== Task to carry out ==
Read the data, and whenever a line holds the word "Sample", report that line.

#### Input material

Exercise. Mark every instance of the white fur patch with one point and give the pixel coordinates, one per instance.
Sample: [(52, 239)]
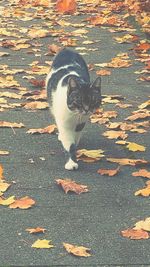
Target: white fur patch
[(71, 165)]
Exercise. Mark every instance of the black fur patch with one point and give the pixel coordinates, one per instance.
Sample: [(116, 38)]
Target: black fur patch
[(72, 152), (80, 127)]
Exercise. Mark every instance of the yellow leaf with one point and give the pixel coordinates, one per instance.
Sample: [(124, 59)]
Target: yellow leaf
[(42, 243), (8, 201), (77, 250), (135, 147), (3, 186)]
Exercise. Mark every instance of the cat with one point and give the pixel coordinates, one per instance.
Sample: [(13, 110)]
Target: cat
[(72, 98)]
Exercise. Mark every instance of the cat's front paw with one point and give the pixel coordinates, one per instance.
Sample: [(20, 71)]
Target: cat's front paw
[(71, 165)]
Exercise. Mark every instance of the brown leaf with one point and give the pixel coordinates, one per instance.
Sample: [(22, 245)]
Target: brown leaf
[(36, 230), (77, 250), (103, 72), (11, 124), (66, 6), (1, 172), (142, 173), (49, 129), (135, 234), (69, 185), (115, 134), (37, 83), (22, 203), (108, 172), (145, 192), (125, 161)]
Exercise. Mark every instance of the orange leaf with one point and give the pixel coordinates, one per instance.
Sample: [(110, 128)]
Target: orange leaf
[(69, 185), (66, 6), (1, 172), (49, 129), (142, 173), (115, 134), (77, 250), (145, 192), (108, 172), (22, 203), (125, 161), (135, 234), (103, 72), (36, 105), (36, 230)]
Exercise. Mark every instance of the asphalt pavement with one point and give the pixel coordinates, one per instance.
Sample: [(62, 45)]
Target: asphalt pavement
[(92, 219)]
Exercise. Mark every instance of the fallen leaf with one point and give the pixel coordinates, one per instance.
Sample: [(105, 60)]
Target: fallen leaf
[(108, 172), (66, 6), (135, 147), (11, 124), (69, 185), (145, 192), (38, 33), (49, 129), (77, 250), (143, 225), (144, 105), (115, 134), (89, 155), (125, 161), (135, 234), (1, 172), (36, 230), (103, 72), (22, 203), (7, 201), (142, 173), (4, 186), (42, 243), (36, 105)]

########

== Reply to the task ==
Sample: [(52, 239)]
Sample: [(116, 38)]
Sample: [(124, 59)]
Sample: [(13, 110)]
Sample: [(20, 71)]
Sample: [(22, 245)]
Sample: [(110, 128)]
Sample: [(62, 45)]
Sample: [(105, 60)]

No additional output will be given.